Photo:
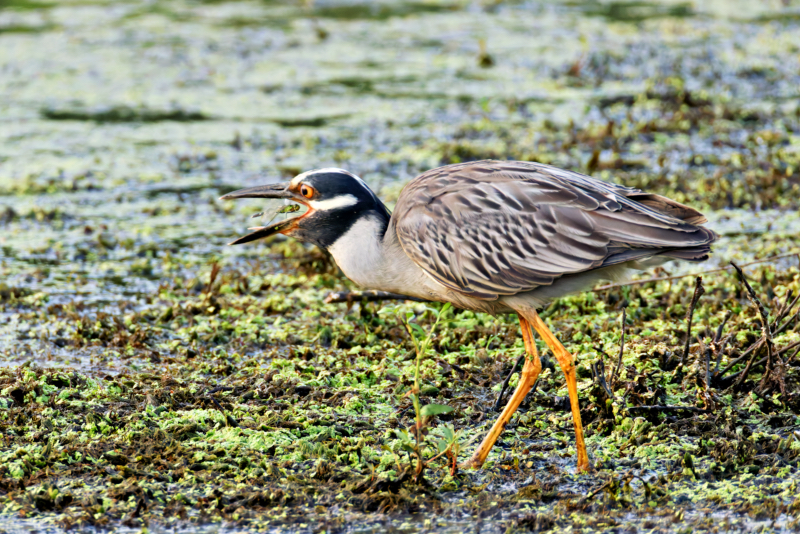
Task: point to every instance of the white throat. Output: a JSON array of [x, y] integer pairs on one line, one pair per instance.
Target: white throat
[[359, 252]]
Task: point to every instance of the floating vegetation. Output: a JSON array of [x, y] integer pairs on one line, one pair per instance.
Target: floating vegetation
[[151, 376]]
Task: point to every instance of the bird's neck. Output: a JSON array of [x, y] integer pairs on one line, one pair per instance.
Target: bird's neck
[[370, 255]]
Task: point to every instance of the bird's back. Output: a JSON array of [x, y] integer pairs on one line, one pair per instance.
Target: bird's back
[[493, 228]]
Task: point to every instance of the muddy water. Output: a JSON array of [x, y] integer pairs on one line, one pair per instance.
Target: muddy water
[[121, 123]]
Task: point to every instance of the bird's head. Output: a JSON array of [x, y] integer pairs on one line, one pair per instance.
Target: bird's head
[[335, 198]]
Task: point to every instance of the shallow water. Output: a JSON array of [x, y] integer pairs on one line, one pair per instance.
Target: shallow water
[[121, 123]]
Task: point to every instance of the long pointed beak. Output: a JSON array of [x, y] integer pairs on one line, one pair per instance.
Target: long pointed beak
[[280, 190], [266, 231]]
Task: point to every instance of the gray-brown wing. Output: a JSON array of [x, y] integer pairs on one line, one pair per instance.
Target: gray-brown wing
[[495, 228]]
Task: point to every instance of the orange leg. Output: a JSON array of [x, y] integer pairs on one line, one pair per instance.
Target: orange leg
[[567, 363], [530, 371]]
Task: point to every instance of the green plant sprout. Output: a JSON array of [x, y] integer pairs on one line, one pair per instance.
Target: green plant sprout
==
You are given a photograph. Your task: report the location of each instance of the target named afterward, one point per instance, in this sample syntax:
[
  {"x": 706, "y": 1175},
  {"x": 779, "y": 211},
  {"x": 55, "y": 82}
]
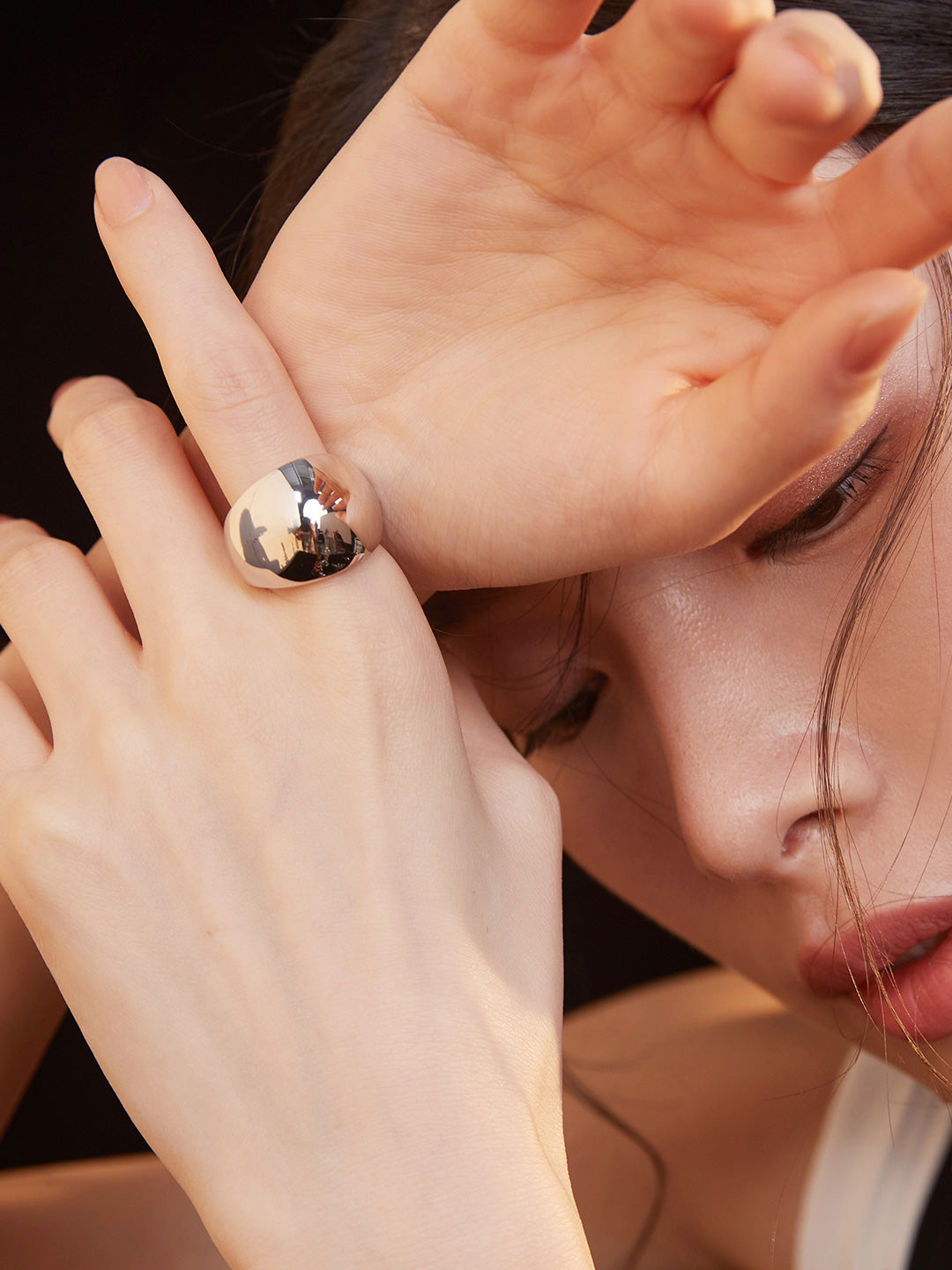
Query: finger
--
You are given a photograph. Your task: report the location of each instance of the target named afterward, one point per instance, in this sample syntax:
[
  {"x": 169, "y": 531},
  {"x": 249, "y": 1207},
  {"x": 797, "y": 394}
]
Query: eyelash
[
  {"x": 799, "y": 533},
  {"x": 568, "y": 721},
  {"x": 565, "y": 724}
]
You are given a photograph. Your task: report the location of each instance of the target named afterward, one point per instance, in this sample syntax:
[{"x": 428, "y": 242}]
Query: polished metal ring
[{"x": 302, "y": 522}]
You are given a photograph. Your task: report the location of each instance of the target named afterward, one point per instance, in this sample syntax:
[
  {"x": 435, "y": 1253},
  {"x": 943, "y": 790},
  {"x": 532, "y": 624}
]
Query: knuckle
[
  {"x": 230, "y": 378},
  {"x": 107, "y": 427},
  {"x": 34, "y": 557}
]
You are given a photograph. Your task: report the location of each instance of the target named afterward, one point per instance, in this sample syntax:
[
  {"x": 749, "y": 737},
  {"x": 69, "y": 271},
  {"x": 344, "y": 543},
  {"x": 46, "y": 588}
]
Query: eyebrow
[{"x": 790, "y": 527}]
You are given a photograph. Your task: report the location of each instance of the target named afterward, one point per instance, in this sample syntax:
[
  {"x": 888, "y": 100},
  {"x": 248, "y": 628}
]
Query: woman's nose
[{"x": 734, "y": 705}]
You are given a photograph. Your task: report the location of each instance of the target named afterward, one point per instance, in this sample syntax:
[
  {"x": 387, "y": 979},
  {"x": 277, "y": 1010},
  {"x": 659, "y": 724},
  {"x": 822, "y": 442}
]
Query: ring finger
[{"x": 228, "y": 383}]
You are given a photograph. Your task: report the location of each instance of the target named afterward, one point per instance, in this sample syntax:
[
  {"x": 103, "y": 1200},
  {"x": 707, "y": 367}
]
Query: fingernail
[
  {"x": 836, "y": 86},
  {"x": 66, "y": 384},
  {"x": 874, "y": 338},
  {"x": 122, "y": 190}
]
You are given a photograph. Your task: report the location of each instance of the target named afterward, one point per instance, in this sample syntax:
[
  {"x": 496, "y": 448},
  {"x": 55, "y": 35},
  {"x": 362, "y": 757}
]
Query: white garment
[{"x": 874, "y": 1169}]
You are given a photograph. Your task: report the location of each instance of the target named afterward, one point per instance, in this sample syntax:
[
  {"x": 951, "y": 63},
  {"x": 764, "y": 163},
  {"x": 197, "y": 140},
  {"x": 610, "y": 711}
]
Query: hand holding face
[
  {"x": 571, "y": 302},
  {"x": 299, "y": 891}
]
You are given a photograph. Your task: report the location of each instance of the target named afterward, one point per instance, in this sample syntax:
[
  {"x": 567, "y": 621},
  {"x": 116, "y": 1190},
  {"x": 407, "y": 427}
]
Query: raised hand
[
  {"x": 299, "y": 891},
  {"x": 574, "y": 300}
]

■ **AIM OF THE TASK**
Would you copy every line of the entries that includes the word "plant"?

■ **TASK ANSWER**
Task: point to every instance of the green plant sprout. Output: a JSON array of [x, y] integer pairs on one line, one pair per instance.
Target: green plant sprout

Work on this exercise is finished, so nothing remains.